Text for analysis —
----------------
Cheryl Mills, the chief of staff to Hillary Clinton, said the aim is to have Haiti take over control of the reconstruction commission after 18 months.
But those living on Port-au-Prince’s streets are skeptical that the conference will help anyone but Haiti’s powerful.
“All this aid is coming in, but we are not the ones who are going to benefit from that money,” said Alia Josef, 42, who lives in a tent near the airport. She was hopeful that international management of the aid would ensure it reaches those in need.
Representatives of more than 130 countries are expected to attend the one-day U.N. conference.
The $3.8 billion in aid being sought is the first part of a $11.5 billion package Haiti wants to rebuild schools, hospitals, courthouses and neighborhoods destroyed on Jan. 12.
Rebuilding plan in place
Haitian President Rene Preval’s administration has detailed its plans for the money in a 55-page rebuilding plan that lays out the interim reconstruction committee. It includes requests for $350 million in direct budget support to the government, which Edmond Mulet, the top U.N. envoy in Haiti, said is crucial for the country’s progress.
----------------
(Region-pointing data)
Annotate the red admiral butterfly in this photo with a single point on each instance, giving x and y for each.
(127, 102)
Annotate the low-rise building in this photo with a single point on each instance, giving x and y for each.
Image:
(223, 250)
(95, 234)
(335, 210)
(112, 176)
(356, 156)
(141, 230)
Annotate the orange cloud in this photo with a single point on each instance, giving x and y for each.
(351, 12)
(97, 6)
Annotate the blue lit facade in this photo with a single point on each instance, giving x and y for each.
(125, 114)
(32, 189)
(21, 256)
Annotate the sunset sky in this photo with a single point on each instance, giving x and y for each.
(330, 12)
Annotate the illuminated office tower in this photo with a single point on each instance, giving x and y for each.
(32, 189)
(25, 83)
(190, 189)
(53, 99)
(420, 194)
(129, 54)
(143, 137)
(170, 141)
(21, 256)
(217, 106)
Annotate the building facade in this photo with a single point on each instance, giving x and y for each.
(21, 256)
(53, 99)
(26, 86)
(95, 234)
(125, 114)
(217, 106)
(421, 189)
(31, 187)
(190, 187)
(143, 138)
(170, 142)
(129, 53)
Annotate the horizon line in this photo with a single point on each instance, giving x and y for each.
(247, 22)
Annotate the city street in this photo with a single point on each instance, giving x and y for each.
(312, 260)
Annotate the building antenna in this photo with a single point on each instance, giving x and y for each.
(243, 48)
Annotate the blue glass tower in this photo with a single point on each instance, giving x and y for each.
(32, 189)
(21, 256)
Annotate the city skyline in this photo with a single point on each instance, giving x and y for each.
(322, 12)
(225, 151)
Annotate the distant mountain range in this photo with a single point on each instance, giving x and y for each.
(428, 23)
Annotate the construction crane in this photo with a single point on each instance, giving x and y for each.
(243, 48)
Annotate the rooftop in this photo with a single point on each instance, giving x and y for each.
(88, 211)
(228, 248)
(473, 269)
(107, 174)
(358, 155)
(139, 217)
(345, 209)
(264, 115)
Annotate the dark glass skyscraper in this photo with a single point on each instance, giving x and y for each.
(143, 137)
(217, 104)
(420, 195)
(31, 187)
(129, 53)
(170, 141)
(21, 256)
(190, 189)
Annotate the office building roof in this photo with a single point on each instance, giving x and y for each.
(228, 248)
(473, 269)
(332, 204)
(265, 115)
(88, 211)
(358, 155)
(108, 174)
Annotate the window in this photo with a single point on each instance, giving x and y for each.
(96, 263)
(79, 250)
----------------
Task A — According to the article on Haiti's reconstruction, how many countries are expected to send representatives to the one-day U.N. conference?
Task B — Quote the passage of the Haiti reconstruction article that opens with the words containing "But those living" and closes with "those in need.".

Your solution A — More than 130 countries.

Your solution B —
But those living on Port-au-Prince’s streets are skeptical that the conference will help anyone but Haiti’s powerful.
“All this aid is coming in, but we are not the ones who are going to benefit from that money,” said Alia Josef, 42, who lives in a tent near the airport. She was hopeful that international management of the aid would ensure it reaches those in need.